» What is asked
Reproduce word for word the passage of the article on Mamata Banerjee's exit from the UPA government from "Mamata is only" to "complete article here)".

» Document extract
= = = = = = =
Mamata is only doing what Congress has always done


Vivek Kaul
Mamata Banerjee has been severely criticised for quitting the Congress led United Progressive Alliance (UPA) government. The major reason for the same is the fact that the government of West Bengal is in a financial mess. As on March 31, 2012, the debt burden of the government stood at Rs 2,08,382.58 crore. To repay this loan the government needs to pay interest and principal amounting to Rs 23,200 crore during the course of this financial year (i.e. between April 1, 2012 and March 31, 2012).
As an article in the Business Standard points out “West Bengal’s outstanding debt by the end of this financial year is slated to be about Rs 2,26,000 crore , making it the most indebted state in the country in terms of debt to gross state domestic product ratio at close to 39 per cent.” (You can read the complete article here)
= = = = = = =
Collected data:
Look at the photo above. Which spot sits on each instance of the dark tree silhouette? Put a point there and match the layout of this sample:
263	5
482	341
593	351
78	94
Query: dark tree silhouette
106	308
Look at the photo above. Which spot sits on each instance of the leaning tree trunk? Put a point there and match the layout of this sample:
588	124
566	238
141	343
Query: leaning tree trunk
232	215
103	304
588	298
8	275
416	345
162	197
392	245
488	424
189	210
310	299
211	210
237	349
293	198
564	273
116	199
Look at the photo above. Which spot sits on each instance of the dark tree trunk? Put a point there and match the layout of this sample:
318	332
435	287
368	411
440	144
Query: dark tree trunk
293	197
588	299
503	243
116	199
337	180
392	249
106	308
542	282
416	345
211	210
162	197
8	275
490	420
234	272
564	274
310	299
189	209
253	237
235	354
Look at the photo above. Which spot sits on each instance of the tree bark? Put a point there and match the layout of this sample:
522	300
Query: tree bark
= = = = = = =
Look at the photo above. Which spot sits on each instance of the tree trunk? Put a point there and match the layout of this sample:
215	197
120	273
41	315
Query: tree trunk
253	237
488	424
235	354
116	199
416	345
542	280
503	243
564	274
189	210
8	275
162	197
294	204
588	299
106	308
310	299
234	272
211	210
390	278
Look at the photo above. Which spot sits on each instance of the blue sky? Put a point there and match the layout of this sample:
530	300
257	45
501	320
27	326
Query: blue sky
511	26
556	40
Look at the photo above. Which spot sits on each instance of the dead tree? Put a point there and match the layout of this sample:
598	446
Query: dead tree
= = = = = = =
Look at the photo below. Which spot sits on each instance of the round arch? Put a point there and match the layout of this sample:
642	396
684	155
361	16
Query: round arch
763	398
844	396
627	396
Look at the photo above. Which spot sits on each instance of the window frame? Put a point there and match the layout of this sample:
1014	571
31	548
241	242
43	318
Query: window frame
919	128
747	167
= = = = = = =
» Answer to the task
Mamata is only doing what Congress has always done


Vivek Kaul
Mamata Banerjee has been severely criticised for quitting the Congress led United Progressive Alliance (UPA) government. The major reason for the same is the fact that the government of West Bengal is in a financial mess. As on March 31, 2012, the debt burden of the government stood at Rs 2,08,382.58 crore. To repay this loan the government needs to pay interest and principal amounting to Rs 23,200 crore during the course of this financial year (i.e. between April 1, 2012 and March 31, 2012).
As an article in the Business Standard points out “West Bengal’s outstanding debt by the end of this financial year is slated to be about Rs 2,26,000 crore , making it the most indebted state in the country in terms of debt to gross state domestic product ratio at close to 39 per cent.” (You can read the complete article here)